How many lines of the data below contain the string "mane"? State only that count.

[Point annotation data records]
------------------------

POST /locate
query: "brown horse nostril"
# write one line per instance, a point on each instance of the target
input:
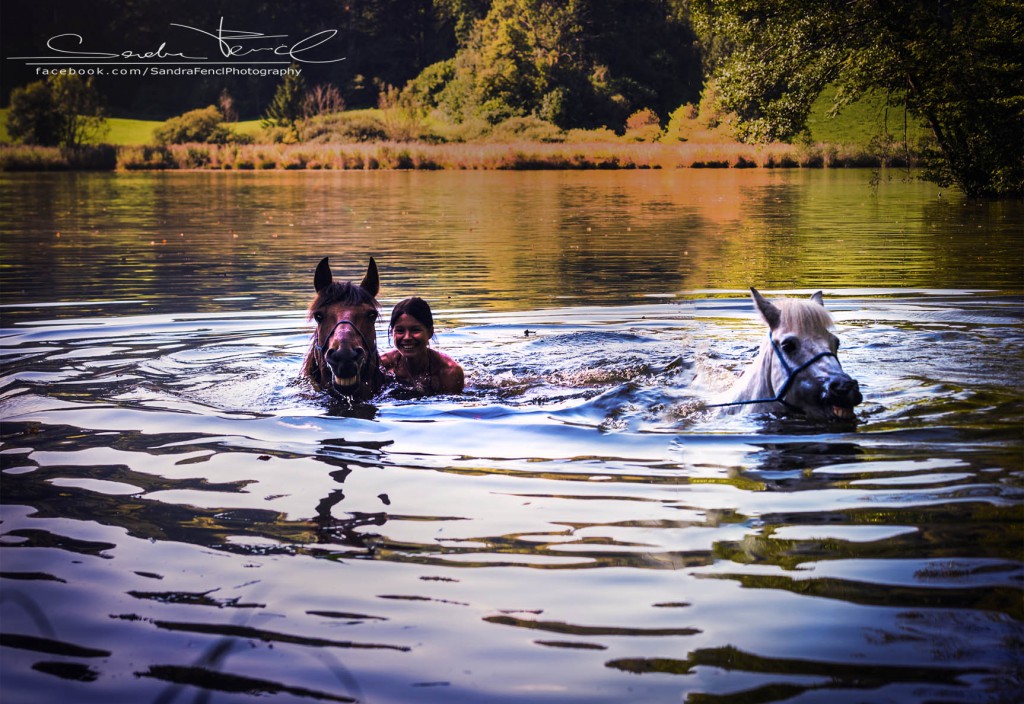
(845, 388)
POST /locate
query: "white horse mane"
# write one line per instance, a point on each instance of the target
(802, 316)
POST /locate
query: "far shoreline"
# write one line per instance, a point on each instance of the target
(393, 156)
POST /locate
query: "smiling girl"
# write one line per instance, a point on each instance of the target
(412, 362)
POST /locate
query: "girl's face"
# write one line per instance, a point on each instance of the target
(411, 337)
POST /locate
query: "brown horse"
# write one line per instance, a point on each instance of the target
(342, 357)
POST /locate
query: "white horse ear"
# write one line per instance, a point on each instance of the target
(769, 312)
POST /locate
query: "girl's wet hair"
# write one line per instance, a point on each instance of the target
(416, 307)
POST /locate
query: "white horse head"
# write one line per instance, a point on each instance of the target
(798, 369)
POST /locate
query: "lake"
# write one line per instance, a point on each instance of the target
(184, 521)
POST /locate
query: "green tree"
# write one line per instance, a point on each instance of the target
(955, 63)
(573, 62)
(64, 111)
(287, 106)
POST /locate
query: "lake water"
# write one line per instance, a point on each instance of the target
(183, 521)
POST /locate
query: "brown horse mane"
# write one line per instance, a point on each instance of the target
(345, 293)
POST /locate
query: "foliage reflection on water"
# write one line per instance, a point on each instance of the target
(181, 519)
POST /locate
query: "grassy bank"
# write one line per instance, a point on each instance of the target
(519, 156)
(835, 142)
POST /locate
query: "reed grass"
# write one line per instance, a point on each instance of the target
(459, 157)
(488, 156)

------------------------

OUTPUT:
2